REQUIREMENT: Would you copy every record exactly as it stands and drop the pictures?

-*-

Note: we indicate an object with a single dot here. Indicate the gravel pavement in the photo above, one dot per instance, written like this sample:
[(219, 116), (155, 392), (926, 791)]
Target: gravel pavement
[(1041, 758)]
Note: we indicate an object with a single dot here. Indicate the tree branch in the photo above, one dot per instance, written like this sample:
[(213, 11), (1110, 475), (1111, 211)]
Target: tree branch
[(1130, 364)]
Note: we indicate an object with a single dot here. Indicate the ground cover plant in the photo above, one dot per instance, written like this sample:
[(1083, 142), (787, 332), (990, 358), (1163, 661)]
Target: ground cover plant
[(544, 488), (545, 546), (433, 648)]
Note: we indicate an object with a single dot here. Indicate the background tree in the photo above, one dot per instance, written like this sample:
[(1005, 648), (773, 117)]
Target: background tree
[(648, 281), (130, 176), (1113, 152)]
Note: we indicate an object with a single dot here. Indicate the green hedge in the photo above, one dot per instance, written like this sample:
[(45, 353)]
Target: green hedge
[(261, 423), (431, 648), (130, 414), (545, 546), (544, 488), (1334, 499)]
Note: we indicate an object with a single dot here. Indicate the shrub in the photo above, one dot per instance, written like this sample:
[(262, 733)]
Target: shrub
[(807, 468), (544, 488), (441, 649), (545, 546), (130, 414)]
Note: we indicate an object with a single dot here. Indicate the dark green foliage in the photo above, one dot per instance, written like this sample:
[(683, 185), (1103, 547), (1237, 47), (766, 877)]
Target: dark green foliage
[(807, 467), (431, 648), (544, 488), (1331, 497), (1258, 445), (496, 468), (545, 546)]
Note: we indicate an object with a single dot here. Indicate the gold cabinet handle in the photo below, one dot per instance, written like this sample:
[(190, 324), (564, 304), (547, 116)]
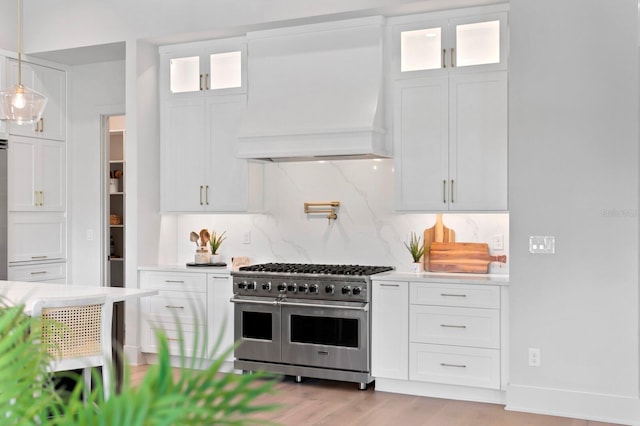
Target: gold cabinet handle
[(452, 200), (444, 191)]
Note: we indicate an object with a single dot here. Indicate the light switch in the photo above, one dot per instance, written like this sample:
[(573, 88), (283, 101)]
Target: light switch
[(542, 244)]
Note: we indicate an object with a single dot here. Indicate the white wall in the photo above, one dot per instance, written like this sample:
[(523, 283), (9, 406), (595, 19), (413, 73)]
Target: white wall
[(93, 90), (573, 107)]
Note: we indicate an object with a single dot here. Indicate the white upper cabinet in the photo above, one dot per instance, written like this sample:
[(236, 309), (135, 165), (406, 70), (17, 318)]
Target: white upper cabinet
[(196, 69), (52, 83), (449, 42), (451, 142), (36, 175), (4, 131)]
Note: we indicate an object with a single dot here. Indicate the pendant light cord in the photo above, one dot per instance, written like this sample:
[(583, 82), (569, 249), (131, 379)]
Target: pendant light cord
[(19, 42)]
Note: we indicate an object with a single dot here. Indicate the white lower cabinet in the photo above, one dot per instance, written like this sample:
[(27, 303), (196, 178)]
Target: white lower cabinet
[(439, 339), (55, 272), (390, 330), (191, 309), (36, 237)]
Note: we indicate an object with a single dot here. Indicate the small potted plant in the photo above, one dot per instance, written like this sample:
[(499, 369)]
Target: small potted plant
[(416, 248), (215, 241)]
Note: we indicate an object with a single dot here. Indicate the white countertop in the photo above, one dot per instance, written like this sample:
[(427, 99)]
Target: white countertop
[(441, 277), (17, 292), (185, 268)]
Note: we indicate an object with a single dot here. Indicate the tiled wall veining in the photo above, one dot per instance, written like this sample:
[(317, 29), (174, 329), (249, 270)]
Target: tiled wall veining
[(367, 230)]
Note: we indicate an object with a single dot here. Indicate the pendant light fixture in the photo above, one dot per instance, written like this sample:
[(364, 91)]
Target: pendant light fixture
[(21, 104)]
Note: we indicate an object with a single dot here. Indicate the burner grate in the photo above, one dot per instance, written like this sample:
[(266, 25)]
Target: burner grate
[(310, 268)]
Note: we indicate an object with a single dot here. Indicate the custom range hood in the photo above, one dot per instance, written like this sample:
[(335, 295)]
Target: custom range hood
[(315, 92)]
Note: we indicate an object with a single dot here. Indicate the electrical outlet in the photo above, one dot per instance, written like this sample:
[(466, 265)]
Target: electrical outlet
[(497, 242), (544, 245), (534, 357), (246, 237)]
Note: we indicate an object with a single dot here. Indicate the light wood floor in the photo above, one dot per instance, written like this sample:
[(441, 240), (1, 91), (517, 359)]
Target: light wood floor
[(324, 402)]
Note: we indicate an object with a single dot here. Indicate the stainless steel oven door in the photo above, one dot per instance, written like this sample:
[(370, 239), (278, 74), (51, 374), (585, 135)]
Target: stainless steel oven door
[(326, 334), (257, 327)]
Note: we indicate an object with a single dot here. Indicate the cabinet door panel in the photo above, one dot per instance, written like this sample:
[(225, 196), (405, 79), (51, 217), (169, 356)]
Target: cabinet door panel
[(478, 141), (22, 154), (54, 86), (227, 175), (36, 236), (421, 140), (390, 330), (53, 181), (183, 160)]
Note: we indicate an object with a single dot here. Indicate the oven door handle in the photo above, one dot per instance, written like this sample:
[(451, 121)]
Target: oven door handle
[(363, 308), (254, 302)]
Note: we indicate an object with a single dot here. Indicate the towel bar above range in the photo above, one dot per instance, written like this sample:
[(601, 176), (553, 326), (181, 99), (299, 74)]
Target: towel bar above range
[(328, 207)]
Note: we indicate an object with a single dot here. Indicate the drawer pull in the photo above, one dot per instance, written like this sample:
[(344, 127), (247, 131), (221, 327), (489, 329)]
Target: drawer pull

-*-

ANSWER AREA:
Note: we indicate an object with a single dot here. Indicate the gravel pavement in the photo above, one dot per instance, written like this sample:
[(219, 116), (155, 392), (926, 791)]
Target: gravel pavement
[(1041, 758)]
Note: we indicate an object with a single dot here. Indicate the tree branch in the photo above, one dot per instance, written like this sample:
[(213, 11), (1110, 475), (1111, 211)]
Target: tree branch
[(1130, 364)]
Note: we indicate an object with a single dot here. Indicate the ground cover plant in the photo above, one dot per instance, written like this sample:
[(1083, 142), (787, 332), (990, 358), (1163, 661)]
Target: ground cover plant
[(544, 488), (545, 546), (433, 648)]
Note: we indicate an object with a single dot here. Indicate the background tree in the photo above, one dot per instance, written like this sample:
[(1005, 648), (773, 117)]
Target: background tree
[(648, 281), (130, 176), (1113, 152)]
Note: we indicate an object with a single dot here. Indicate the green hedge in the photo above, one dot per instance, written like this sample:
[(45, 353)]
Target: green hedge
[(261, 423), (431, 648), (130, 414), (545, 546), (544, 488), (1334, 499)]
Note: we indicate an object with a single dot here. Indicate the shrub in the photo above, one dot per instance, written like this sample:
[(262, 733)]
Target: shrub
[(807, 468), (544, 488), (441, 649), (545, 546), (130, 414)]
Note: we indicate an object with a single dot here. Indicate the dark green foliage in the photo above, one dot per instance, written like this sample:
[(683, 185), (1103, 547), (1237, 47), (766, 877)]
Target: dark green foliage
[(807, 467), (431, 648), (544, 488), (1331, 497), (1258, 445), (496, 468), (545, 546)]
Note: we indicate an object with a single dot here. Indicate the gold cabinet handle in the photo below, one dot per instance, written like this sample:
[(190, 324), (564, 304), (547, 116)]
Target: gold cabinet handle
[(452, 200), (444, 191)]
Note: we indicate an object with a single dot here. Indicate the light switch in the photo above, one dot per instance, written like this sample:
[(573, 88), (283, 101)]
Target: light switch
[(542, 244)]
Note: we indicate an object with a single dot here. Indicate the white wall in the photo above, one dot per instance, written like this sample:
[(523, 283), (9, 406), (595, 19), (413, 73)]
Target: white wall
[(93, 90), (573, 107)]
Note: we indicate an object with a single dot here. Indicate the white upper cabinet in the photo above, one dot per instance, written like this sample:
[(236, 309), (135, 165), (406, 70), (17, 318)]
Target: white upper cabinet
[(196, 69), (52, 83), (449, 42), (451, 142), (36, 175), (4, 131)]
Note: we indicate an object with a single dot here. Indicate the pendant light cord in the photo above, one dot per instance, written like this sample:
[(583, 82), (569, 249), (131, 379)]
Target: pendant light cord
[(19, 42)]
Note: we indicate an object with a single dot here. Indicate the white lower cabinet in the photo above, one dot per instance, written like this sample:
[(27, 303), (196, 178)]
Target: white lower cabinet
[(439, 339), (55, 272), (390, 330), (191, 309), (36, 237)]
Note: we indicate an object with a single dot here. Indicate the small potted plant in the photo above, one dot per instance, written like this sample:
[(499, 369)]
Target: small potted plant
[(416, 248), (215, 241)]
Note: we indicate an object with a single dot here. Indicate the white countertop in the photo above, one dot per instance, written like this sample:
[(427, 99)]
Target: white countertop
[(441, 277), (17, 292), (185, 268)]
Note: we indicate an object with a single dot here. Indicate the tiled wall veining in the photo above, one dot per instance, written like this sample:
[(317, 29), (174, 329), (249, 270)]
Target: tiled wall veining
[(367, 230)]
Note: we indicate an object with a single dot here. Indicate the pendant light fixture in the photo above, one dot per instance, written like this sample:
[(364, 91)]
Target: pendant light fixture
[(21, 104)]
Note: we indicate an object with a single dot here. Indicate the burner grate in the photo above, one dot per instance, written like this sample:
[(266, 25)]
Target: burner grate
[(310, 268)]
Note: we indicate an object with a single dot here. Indicate the custom range hood in the photo above, one dot per instance, written like this sample:
[(335, 295)]
Target: custom range hood
[(315, 92)]
Note: we indicate an object with a single dot here. Indicate the electrical outlet in the photo above, one dot per instance, written like this sample:
[(466, 265)]
Target: electrical outlet
[(497, 242), (544, 245), (534, 357), (246, 237)]
Note: we indicate an object with a single dot here. Indicate the light wood floor in the photo above, one dot per instance, written like this sample:
[(441, 240), (1, 91), (517, 359)]
Target: light wood floor
[(324, 402)]
Note: we indicate an object with a single dot here. Indicate the stainless steel oven door in the photo above, one dot per instance, written like this sample:
[(370, 239), (278, 74), (51, 374), (585, 135)]
Target: stainless steel oven door
[(326, 334), (257, 327)]
Note: we indicate an object with a single dot here. Indicate the cabinet door panel in the photo above, one dot per instance, written like this sample:
[(225, 196), (405, 79), (51, 217), (169, 356)]
Target: cabinet door panel
[(478, 141), (22, 154), (54, 86), (227, 175), (36, 236), (421, 140), (390, 330), (53, 181), (183, 160)]
Note: we indicate an object with a single dot here. Indicate the oven door handle in the photo above, one dot per instance, written like this sample:
[(451, 121)]
Target: oven door handle
[(363, 308), (254, 302)]
Note: we indicate an object with a single dot here. Indicate the towel bar above range in the photo above, one dot per instance, written like this sample:
[(601, 176), (553, 326), (181, 99), (299, 74)]
Target: towel bar above range
[(328, 207)]
Note: we indicate an object with a single dot here. Indicate the drawer pull in the photo above, one dot per instance, written like this sample:
[(344, 127), (247, 131), (221, 327), (489, 329)]
Target: drawer pull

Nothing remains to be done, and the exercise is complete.